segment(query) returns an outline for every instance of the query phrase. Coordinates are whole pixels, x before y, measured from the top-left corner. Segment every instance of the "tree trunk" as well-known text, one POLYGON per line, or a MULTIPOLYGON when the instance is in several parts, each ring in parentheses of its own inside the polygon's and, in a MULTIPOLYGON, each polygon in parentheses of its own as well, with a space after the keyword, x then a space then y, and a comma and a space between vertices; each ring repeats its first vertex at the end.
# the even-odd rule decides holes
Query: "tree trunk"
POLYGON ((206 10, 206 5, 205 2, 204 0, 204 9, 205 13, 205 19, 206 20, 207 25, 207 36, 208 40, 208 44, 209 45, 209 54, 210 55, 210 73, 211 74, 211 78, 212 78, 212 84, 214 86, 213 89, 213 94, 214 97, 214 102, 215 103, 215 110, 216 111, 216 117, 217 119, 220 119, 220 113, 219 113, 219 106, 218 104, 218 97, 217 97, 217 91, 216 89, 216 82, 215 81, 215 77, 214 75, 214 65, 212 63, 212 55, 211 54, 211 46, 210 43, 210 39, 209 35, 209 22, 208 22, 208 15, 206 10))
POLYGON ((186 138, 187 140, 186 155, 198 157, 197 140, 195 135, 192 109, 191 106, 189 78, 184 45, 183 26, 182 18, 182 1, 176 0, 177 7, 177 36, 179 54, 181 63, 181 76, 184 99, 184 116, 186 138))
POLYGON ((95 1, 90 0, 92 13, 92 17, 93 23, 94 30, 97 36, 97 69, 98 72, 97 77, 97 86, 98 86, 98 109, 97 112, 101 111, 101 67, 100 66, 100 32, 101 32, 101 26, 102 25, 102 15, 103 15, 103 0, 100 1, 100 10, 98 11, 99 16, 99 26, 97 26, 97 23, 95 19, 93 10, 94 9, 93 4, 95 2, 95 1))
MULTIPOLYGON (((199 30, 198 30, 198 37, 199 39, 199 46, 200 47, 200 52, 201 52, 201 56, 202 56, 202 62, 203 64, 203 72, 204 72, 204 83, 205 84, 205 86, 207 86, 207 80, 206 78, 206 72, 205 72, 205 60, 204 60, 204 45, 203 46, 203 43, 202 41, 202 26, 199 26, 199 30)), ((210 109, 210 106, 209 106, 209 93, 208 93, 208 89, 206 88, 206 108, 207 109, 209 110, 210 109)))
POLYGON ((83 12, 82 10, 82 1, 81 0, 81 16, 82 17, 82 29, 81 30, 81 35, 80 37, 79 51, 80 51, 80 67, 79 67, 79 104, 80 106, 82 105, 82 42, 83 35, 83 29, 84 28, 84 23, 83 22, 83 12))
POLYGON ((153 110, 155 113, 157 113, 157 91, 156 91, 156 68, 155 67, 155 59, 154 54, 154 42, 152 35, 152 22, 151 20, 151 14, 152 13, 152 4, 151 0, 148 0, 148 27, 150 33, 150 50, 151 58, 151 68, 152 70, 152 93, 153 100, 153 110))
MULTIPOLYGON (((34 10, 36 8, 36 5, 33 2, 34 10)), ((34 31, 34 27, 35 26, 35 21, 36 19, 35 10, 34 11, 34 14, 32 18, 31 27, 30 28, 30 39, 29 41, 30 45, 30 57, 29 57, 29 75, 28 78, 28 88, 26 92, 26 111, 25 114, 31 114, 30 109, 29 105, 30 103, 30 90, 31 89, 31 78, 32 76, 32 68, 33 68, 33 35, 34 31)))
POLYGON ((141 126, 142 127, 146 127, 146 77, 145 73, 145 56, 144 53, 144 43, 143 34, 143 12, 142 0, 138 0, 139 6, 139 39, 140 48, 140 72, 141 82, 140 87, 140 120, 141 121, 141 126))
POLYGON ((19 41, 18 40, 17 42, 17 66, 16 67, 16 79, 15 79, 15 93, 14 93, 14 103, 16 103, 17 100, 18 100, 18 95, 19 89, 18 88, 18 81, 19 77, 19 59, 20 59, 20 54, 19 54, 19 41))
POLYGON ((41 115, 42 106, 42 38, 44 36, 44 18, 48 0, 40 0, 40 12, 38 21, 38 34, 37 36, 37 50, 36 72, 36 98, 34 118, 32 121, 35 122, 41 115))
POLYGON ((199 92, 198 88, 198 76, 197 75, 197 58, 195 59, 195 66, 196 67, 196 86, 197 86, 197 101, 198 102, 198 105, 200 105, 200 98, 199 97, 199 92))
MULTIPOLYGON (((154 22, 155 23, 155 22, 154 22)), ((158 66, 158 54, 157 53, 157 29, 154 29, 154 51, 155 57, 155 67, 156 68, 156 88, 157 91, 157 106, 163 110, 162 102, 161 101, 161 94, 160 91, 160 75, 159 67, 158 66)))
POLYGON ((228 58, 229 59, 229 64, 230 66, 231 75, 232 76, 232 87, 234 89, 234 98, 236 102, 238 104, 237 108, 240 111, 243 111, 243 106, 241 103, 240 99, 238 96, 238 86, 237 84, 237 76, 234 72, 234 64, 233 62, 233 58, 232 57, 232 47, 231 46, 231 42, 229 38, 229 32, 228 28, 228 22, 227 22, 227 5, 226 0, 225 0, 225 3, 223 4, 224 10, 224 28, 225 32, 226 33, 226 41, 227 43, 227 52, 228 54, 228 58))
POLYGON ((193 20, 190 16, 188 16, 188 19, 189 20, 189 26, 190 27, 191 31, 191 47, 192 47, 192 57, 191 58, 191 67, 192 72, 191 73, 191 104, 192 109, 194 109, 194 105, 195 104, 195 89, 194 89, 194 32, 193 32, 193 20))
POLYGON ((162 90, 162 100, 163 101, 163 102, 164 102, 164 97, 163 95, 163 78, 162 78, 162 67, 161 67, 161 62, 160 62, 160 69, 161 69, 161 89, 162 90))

INSTRUCTIONS TO FOLLOW:
Format the data as a numbered list, beginning with its first line and stopping after the line that contains "POLYGON ((186 138, 187". Leave out any blank lines.

CORRECT RESULT:
1. segment(query) returns an outline for every instance of the query phrase. Coordinates are whole pixels, x before y, measured from the top-left corner. Segment every instance of the "tree trunk" as well-known text, one POLYGON per line, or a MULTIPOLYGON when the instance is in several parts, each ring in parentheses of its own inside the polygon's and, in a MULTIPOLYGON, each polygon in parentheses of its own as well, with a space after the keyword, x then a space then y, and a comma and a space between vertices; each ring repeats its first vertex at the end.
2. # the even-odd rule decides holes
3. Query: "tree trunk"
4. POLYGON ((206 10, 206 5, 205 2, 204 0, 204 9, 205 13, 205 19, 206 20, 207 25, 207 36, 208 40, 208 44, 209 45, 209 54, 210 55, 210 73, 211 74, 211 78, 212 78, 212 84, 214 86, 213 89, 213 94, 214 97, 214 102, 215 103, 215 110, 216 111, 216 117, 217 119, 220 119, 220 113, 219 113, 219 106, 218 104, 218 97, 217 97, 217 91, 216 89, 216 82, 215 81, 215 77, 214 75, 214 65, 212 63, 212 55, 211 54, 211 46, 210 43, 210 39, 209 35, 209 22, 208 22, 208 15, 206 10))
5. POLYGON ((186 138, 187 140, 186 155, 198 157, 197 140, 195 135, 192 109, 191 106, 189 78, 184 45, 183 26, 182 18, 182 1, 176 0, 177 7, 177 36, 179 54, 181 63, 181 76, 184 99, 184 116, 186 138))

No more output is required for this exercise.